** BEGIN Document text **

ONCE


Meghan O’Rourke
W.W. Norton and Company ($24.95)
by Mark Liebenow

Meghan O’Rourke’s new poetry collection, Once, depicts grief’s landscape—the devastation, numbness, and moments of clarity. The intensity and open layout of poetry meshes with the episodic nature of coping with loss, and her direct tone is similar to the down-to-earth poems of the eighth-century Tang Dynasty, although she incorporates more personal introspection and edgier images.

O’Rourke employs a spare style, distilling experiences to short lines that capture a disjointed reality. Snow is an image to which she returns often, evoking the stillness of contemplating death. Her lines linger after reading them: “Inside a fire, an evergreen, a slender iris by the bed”; “shade to shade I bent / leaning down into your ground—”; “Once you were an explorer, now you are Elizabeth Barrett, / only stupider and more prone to TV-watching.”

** END Document text **

Given instruction A
Return the part of the review between "Meghan O’Rourke’s new" and "and edgier images.", inclusive, word for word.
Given instruction B
List every line of O'Rourke's poetry that the review quotes.
Given instruction C
Translate this sentence from the review into Spanish: "Snow is an image to which she returns often, evoking the stillness of contemplating death."
The listing after this point is separate material and has nothing to do with the review.

** BEGIN Information shown **

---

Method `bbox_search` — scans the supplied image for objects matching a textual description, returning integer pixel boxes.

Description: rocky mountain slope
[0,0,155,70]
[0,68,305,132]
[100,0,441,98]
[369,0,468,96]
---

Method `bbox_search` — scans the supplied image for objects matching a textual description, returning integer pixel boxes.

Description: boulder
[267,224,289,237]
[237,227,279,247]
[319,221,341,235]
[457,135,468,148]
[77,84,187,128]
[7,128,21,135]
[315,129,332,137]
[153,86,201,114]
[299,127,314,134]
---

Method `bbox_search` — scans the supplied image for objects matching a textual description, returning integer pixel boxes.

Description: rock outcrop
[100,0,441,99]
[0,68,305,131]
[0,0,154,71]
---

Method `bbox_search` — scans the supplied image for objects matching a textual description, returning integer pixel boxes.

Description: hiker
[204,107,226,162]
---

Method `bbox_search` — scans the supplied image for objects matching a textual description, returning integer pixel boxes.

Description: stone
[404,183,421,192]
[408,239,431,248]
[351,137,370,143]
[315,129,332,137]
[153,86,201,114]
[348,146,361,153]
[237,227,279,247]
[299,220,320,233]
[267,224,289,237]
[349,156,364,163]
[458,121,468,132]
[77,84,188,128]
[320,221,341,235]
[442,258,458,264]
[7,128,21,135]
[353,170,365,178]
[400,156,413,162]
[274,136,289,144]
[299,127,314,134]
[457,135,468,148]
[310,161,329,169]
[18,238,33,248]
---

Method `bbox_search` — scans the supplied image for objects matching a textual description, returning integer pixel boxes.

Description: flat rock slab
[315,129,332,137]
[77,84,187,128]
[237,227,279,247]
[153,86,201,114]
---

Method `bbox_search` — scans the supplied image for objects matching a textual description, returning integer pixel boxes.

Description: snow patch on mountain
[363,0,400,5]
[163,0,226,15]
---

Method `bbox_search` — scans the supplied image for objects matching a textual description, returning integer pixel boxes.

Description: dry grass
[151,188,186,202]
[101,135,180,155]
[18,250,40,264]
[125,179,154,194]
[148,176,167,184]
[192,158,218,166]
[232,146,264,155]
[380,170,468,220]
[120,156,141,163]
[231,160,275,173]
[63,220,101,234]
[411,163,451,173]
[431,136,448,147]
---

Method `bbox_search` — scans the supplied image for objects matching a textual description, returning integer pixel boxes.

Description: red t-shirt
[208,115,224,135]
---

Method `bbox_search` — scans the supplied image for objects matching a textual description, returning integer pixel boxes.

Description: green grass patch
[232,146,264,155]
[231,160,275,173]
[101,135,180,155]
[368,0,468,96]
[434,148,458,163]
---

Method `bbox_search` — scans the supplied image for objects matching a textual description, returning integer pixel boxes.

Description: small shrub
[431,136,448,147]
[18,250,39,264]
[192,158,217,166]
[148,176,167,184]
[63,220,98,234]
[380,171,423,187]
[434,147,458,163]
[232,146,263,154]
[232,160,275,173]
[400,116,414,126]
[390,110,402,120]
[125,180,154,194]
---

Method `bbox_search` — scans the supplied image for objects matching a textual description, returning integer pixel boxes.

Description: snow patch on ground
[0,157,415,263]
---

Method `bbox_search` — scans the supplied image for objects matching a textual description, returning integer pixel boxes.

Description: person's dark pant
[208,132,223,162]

** END Information shown **

Written response A
Meghan O’Rourke’s new poetry collection, Once, depicts grief’s landscape—the devastation, numbness, and moments of clarity. The intensity and open layout of poetry meshes with the episodic nature of coping with loss, and her direct tone is similar to the down-to-earth poems of the eighth-century Tang Dynasty, although she incorporates more personal introspection and edgier images.

Written response B
- "Inside a fire, an evergreen, a slender iris by the bed"
- "shade to shade I bent / leaning down into your ground—"
- "Once you were an explorer, now you are Elizabeth Barrett, / only stupider and more prone to TV-watching."

Written response C
La nieve es una imagen a la que vuelve a menudo, y que evoca la quietud de contemplar la muerte.